#### SOURCE TEXT
┌────────
What I -- what I definitely think, people should just relax for a second and give him the opportunity to pick somebody before they start digging trenches again, you know. So, this sort of weird, you know. I was thinking about Justice Scalia, we're talking about him earlier today. He was 97-0, Justice Scalia was appointed to the Supreme Court.

And so we're in a situation now where it goes right down the partisan lines, you had to go into the nuclear option for this situation. But in the meantime, if you think about the quality of the people that the president is going to pick from an interview, these are all exceptional Americans, exceptional people. And so, I just hope we can just dial it back a little on the -- on the polemics if you will.

MACCALLUM: So, in terms of the White House, the chief of staff, yesterday he made comments. Basically, Kellyanne Conway came out. You know, we have no indication that John Kelly is considering leaving the White House. Tonight, it sounded like the president kind of opened that door a little bit to that possibility.

SCARAMUCCI: Well, listen, I think it's ultimately the -- you know, the President's choice, and so, obviously, if Chief of Staff Kelly wants to leave, he can leave voluntarily but it's going to be up to the two of them. We can say they're speculate about that. But I mean, you know, what I --

MACCALLUM: Some are saying Hope Hicks, might come back?

SCARAMUCCI: What I tell you, I'm not in love with, and I continue to say this, I'm not in love with the leaking. You know, the John Kelly deserves the opportunity to have that conversation with the president.


SCARAMUCCI: And it deserves to stay inside of that circle. And so, I just find it ironic that every time something super-sensitive is happening, one way or the other, it ends up dispersing from the White House and this sort of ridiculous anonymous way. So, I'm not totally in love with that, to be honest.

MACCALLUM: There's a lot of people there who like to talk, as you know.
└────────
#### REQUIRED TASKS
1. According to the interview transcript, by what vote was Justice Scalia appointed to the Supreme Court?
2. Using the interview transcript, explain why Scaramucci objects to the leaking about John Kelly.
3. Reproduce the passage of the interview transcript from "What I -- what" up to and including "the Supreme Court.".

#### PROVIDED DATA
┌────────
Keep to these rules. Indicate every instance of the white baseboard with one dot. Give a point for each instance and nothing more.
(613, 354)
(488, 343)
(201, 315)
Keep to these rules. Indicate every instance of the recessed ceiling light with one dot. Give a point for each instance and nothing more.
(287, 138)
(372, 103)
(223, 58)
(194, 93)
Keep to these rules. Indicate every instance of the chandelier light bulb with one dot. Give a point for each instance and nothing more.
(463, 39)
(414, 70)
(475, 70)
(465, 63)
└────────
#### ANSWERS PER TASK
1. 97-0

2. Scaramucci says John Kelly deserves the opportunity to have that conversation with the president, and that the conversation deserves to stay inside that circle. He also finds it ironic that whenever something super-sensitive happens, it ends up dispersing from the White House in a ridiculous anonymous way.

3.
What I -- what I definitely think, people should just relax for a second and give him the opportunity to pick somebody before they start digging trenches again, you know. So, this sort of weird, you know. I was thinking about Justice Scalia, we're talking about him earlier today. He was 97-0, Justice Scalia was appointed to the Supreme Court.